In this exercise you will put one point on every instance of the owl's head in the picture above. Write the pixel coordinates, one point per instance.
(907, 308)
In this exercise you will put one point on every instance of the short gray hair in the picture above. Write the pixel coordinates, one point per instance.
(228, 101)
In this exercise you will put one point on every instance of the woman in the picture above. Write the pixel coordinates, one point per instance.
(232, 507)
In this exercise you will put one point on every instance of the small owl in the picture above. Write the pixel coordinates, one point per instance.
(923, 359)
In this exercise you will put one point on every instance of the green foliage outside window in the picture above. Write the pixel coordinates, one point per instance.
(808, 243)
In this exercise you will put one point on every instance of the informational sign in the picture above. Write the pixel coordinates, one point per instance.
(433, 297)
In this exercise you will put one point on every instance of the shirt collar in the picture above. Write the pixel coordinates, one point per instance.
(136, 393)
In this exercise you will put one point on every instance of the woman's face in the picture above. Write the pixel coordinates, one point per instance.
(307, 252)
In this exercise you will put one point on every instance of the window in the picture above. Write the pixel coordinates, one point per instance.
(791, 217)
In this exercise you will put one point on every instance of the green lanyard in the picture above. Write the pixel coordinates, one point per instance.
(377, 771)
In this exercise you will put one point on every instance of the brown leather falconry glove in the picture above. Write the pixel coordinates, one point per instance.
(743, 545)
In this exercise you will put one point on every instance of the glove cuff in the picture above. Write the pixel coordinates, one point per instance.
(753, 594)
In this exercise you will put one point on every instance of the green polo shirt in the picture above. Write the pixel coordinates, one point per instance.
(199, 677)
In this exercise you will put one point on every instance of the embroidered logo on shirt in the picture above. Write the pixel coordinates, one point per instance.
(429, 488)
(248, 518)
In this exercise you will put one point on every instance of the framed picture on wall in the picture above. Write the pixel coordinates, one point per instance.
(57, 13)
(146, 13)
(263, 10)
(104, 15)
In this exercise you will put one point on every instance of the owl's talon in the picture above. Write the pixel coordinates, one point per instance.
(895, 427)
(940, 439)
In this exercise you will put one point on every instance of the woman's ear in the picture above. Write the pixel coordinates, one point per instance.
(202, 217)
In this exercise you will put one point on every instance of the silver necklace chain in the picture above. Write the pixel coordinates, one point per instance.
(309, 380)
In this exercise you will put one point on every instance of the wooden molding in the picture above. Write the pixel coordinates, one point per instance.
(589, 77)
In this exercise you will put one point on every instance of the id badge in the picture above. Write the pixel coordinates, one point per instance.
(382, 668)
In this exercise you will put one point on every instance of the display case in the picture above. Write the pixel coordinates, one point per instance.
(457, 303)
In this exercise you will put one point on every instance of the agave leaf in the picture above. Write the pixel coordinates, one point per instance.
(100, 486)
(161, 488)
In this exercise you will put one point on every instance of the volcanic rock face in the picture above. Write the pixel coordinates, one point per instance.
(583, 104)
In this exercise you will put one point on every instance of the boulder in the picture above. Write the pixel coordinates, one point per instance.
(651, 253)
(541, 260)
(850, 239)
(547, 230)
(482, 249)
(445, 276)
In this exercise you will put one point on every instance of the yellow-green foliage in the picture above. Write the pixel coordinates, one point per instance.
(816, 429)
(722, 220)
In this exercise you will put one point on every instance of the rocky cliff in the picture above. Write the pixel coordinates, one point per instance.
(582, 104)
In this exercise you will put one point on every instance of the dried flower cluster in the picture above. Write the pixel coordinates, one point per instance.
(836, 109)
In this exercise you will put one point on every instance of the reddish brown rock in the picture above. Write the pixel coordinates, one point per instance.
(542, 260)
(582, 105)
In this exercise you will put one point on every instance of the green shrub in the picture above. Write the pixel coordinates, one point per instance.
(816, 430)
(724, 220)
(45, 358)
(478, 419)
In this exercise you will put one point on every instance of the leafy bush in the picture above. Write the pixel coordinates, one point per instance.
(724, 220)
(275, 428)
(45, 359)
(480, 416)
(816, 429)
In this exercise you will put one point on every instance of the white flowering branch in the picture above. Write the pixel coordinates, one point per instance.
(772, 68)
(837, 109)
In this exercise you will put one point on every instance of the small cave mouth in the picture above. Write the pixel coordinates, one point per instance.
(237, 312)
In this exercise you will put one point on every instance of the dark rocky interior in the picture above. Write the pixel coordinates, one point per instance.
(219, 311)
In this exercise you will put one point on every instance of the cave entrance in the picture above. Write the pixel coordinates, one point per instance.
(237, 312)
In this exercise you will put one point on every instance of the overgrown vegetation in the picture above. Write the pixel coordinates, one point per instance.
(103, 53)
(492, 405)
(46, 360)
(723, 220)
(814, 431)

===============

▶ _Task directions_
Line by line, repeat the listing exactly as written.

▶ _Problem solution_
In this exercise you will put one point on every instance of the owl's head in the picture above. Write the pixel coordinates, one point per instance.
(907, 308)
In this exercise you will put one point on every instance of the short gray hair in the picture above. Write the pixel coordinates, one point per instance.
(228, 101)
In this exercise you will put one point on every instance of the woman in the picture above. Write the pixel coordinates, one point per instance.
(232, 507)
In this exercise you will put one point on every instance of the small owl in the picture above. Write the pixel coordinates, one point per instance.
(923, 359)
In this exercise you will put one point on every instance of the green foliage outside window in the picture above. Write the pixel coordinates, one point per instance.
(808, 243)
In this exercise you will put one point on every instance of the informational sign in the picture above. Write the pixel coordinates, one point per instance.
(433, 297)
In this exercise you will put one point on every instance of the shirt collar in the picture above. Write the pixel coordinates, one point per instance.
(136, 393)
In this exercise you will put one point on every instance of the woman's face in the picture above. Write the pixel coordinates, one point per instance.
(307, 252)
In this exercise you will put one point on every instance of the window in the picture above. Write the pixel coordinates, one point per instance.
(791, 217)
In this exercise you will put one point on every instance of the green lanyard in the picture above. Write the pixel coordinates, one point per instance.
(377, 771)
In this exercise you will put one point on every instance of the brown leather falconry glove in the picture above. Write the pixel coordinates, one point per instance.
(743, 545)
In this exercise you will put one point on every instance of the glove cuff in the picture above. Write the pixel coordinates, one point per instance.
(753, 594)
In this exercise you will put one point on every instance of the green polo shirt in the picture above. Write the pixel coordinates, one point per instance.
(199, 677)
In this exercise you will put one point on every instance of the embroidered logo on shirt in the picture above. Write the pixel coordinates, one point per instance.
(429, 488)
(248, 518)
In this exercise you will put one point on every instance of the framed picture on wall in the picture above. Write the pixel coordinates, one point per instance.
(57, 13)
(146, 13)
(263, 10)
(104, 15)
In this exercise you will put one point on every instance of the owl's talon in the picture above. Write the pixel coordinates, one point per instance.
(895, 427)
(940, 439)
In this exercise you will put one point on every instance of the woman's ear in the picture above. Write the pixel coordinates, one point per instance.
(202, 217)
In this exercise you will put one point on every instance of the silver necklace chain in the picture above. Write the pixel coordinates, one point per instance.
(309, 380)
In this exercise you will put one point on every instance of the wooden molding in the picture above. Write the pixel coordinates, one point per instance.
(589, 77)
In this exercise you will put one point on every instance of the id badge in the picture above. Write the pixel coordinates, one point per instance.
(382, 668)
In this exercise you will put one point on every instance of the display case in the picture above. Write the pixel coordinates, one point per instance.
(457, 303)
In this exercise you will put one point on every instance of the agave leaf in the picture above. Write the pixel coordinates, one point per instance.
(100, 486)
(161, 488)
In this exercise you will put one point on every instance of the volcanic rock face in the picture above. Write the pixel coordinates, one point per instance.
(583, 104)
In this exercise you will put one point on every instance of the boulder in the picture above. Write the pixel coordinates, one point per instance.
(651, 253)
(541, 260)
(850, 239)
(547, 230)
(482, 249)
(445, 276)
In this exercise you will put one point on every instance of the yellow-green foliage in the picture above. Write the pixel coordinates, one point per instance.
(816, 429)
(722, 220)
In this exercise you will put one point on every instance of the rocky cliff in the picture above. Write the pixel coordinates, one point per instance.
(582, 104)
In this exercise you will put one point on every instance of the dried flower cluster in the picture above. Write the pixel coordinates, one point per instance.
(836, 109)
In this exercise you will put one point on every instance of the reddish brown rock in the picture above. Write the pixel coordinates, one point per instance.
(542, 260)
(582, 105)
In this exercise you will put one point on every instance of the green shrub in the picture above. Write the pixel coordinates, one point per instance.
(816, 430)
(724, 220)
(45, 358)
(478, 419)
In this exercise you will put one point on every instance of the leafy bush in the picture above. Write the pixel coordinates, one point per instance.
(724, 220)
(275, 428)
(45, 359)
(480, 416)
(816, 429)
In this exercise you will put one point on every instance of the white flowering branch in the picture above. Write the pixel coordinates, one point per instance.
(772, 68)
(837, 109)
In this exercise you will put one point on every instance of the small cave mouth in the picture above. Write the pixel coordinates, one point per instance.
(237, 312)
In this exercise you will put one point on every instance of the dark rocky interior in the picture above. Write the pixel coordinates, one point per instance.
(219, 311)
In this exercise you will put one point on every instance of the cave entrance in the picture above. Write the pixel coordinates, one point per instance.
(237, 312)
In this exercise you will put one point on every instance of the overgrown vegetation in the picture above. Write the pixel coordinates, one point per instance.
(103, 53)
(492, 405)
(46, 360)
(723, 220)
(814, 431)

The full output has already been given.